** WORK ORDER **
Begin with the line that has "of the pink". Give it and every line after it again, exactly, through the end of the entries below.

** RECORDS FOR THIS EXERCISE **

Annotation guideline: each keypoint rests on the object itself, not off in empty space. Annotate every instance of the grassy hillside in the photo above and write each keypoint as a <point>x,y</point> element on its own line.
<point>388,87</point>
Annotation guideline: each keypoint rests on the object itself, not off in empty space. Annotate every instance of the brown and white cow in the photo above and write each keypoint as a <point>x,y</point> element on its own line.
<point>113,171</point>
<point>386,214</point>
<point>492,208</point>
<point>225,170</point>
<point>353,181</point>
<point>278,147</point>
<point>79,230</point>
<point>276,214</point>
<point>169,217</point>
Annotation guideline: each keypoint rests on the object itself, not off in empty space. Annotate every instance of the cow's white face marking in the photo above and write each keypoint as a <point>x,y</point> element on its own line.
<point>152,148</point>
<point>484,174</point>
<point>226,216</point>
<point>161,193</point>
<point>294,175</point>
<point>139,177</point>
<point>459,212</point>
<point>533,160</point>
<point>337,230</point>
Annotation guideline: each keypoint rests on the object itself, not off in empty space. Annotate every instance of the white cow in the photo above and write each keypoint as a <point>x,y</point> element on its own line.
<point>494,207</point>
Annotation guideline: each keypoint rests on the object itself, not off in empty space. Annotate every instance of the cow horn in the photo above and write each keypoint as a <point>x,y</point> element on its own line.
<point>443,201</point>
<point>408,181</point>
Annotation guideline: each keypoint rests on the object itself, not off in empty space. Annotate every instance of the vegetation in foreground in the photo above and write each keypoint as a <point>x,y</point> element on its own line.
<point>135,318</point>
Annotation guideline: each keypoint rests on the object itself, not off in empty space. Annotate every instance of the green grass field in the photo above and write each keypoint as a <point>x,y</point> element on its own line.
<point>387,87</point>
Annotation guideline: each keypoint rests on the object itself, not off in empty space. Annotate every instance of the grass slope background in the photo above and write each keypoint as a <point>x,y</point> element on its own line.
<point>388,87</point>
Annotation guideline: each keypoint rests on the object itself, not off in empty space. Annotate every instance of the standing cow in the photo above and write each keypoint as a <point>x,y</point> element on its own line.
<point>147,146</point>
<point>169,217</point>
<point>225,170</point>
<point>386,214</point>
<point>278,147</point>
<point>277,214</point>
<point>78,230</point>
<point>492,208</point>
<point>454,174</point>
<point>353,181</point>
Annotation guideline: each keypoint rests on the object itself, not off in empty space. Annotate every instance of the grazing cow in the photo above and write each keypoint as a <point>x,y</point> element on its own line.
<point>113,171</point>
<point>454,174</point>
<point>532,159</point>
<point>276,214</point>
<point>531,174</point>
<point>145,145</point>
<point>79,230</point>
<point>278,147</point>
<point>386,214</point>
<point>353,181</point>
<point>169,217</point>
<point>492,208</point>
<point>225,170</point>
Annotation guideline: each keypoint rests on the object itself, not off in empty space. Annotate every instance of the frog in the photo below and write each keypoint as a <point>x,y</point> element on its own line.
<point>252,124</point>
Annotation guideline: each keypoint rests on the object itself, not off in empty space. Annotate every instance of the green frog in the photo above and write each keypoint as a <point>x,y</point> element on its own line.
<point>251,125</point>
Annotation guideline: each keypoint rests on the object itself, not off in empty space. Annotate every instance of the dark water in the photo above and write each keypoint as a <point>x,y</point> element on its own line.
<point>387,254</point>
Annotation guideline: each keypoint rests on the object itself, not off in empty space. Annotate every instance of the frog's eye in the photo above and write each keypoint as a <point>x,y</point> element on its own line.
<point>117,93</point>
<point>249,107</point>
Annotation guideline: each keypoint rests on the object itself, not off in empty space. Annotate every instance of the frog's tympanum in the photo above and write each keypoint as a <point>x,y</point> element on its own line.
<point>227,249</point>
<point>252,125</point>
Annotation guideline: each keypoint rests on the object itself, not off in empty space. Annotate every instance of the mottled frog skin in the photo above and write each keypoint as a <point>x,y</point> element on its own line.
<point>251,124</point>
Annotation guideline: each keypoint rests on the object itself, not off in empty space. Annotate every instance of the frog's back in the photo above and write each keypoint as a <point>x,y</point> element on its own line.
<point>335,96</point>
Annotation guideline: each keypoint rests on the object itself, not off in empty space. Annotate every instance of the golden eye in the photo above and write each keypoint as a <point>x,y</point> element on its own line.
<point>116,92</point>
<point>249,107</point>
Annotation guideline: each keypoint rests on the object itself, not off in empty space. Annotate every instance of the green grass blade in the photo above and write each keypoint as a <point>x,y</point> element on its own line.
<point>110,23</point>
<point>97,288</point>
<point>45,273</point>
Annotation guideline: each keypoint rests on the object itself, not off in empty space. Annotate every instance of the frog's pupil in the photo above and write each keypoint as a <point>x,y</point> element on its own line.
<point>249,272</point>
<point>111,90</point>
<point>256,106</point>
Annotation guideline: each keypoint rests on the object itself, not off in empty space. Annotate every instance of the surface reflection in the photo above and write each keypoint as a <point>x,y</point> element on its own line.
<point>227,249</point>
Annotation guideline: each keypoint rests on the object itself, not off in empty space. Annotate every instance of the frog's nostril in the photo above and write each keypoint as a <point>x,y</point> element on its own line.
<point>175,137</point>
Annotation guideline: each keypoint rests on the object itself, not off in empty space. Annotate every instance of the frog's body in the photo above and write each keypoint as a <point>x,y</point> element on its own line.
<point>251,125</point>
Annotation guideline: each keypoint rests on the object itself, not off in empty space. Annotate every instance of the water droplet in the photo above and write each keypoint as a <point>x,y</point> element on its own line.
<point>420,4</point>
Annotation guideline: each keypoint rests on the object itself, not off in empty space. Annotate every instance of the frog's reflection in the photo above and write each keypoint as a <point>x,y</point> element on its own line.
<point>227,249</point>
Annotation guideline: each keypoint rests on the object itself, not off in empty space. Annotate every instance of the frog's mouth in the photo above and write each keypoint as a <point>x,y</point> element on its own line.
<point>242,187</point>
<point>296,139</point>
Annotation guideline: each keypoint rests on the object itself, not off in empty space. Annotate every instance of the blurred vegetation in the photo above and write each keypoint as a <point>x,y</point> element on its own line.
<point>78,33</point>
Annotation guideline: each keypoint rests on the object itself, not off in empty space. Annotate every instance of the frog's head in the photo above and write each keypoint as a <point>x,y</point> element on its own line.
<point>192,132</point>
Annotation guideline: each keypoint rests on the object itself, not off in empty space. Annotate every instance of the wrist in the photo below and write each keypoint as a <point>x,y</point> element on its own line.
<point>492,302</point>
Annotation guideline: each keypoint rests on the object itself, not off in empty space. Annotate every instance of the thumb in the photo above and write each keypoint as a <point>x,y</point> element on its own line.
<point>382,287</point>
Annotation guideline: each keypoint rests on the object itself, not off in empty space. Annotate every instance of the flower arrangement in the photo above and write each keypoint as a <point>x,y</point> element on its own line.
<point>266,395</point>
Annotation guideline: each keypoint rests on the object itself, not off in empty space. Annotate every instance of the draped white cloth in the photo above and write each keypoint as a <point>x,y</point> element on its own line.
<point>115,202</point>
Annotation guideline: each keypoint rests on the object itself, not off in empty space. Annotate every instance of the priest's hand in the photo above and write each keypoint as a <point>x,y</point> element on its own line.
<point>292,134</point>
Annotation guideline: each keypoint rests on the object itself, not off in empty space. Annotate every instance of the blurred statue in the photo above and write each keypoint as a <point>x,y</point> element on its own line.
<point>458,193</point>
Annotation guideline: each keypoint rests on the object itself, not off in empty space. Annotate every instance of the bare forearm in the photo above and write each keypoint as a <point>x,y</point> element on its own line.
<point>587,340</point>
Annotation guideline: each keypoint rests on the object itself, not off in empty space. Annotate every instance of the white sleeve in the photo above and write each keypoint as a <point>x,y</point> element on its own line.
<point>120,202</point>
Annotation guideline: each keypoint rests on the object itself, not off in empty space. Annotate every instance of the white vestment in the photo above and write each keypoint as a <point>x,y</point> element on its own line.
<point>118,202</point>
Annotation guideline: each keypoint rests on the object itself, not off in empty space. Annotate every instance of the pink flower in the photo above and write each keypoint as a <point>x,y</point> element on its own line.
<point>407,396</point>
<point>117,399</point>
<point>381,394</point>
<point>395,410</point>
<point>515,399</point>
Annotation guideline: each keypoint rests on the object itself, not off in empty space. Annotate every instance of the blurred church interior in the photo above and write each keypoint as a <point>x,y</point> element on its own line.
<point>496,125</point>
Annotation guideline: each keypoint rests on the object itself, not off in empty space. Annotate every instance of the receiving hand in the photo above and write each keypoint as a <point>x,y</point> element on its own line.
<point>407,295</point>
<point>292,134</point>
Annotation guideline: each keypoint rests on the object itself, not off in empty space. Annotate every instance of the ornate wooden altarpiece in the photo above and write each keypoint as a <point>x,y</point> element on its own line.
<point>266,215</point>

** RESULT FOR THIS EXERCISE **
Annotation guideline: each keypoint rests on the object itself, not off in empty space. Annotate every instance of the pink flower in the photo above and write each keypoint as a <point>x,y</point> element on its own line.
<point>407,396</point>
<point>117,399</point>
<point>381,394</point>
<point>395,410</point>
<point>515,399</point>
Annotation guideline: each keypoint rests on the object itself, not off in empty space. Annotate every instance of the blurred church interior in the photo above and write each keypoint as a <point>x,y</point> element on its own line.
<point>496,125</point>
Annotation guideline: each keypoint rests on the object itself, not off in empty space. Annotate every instance of the receiving hand in the photo above and write each keypoint as a <point>x,y</point> element on its own line.
<point>407,295</point>
<point>292,134</point>
Annotation guideline: each keypoint rests on the object itself, not off in empty space. Annotate every instance of the ornate wooden altarpiece in the photo above and write each keypoint as a <point>x,y</point> element on its own line.
<point>266,215</point>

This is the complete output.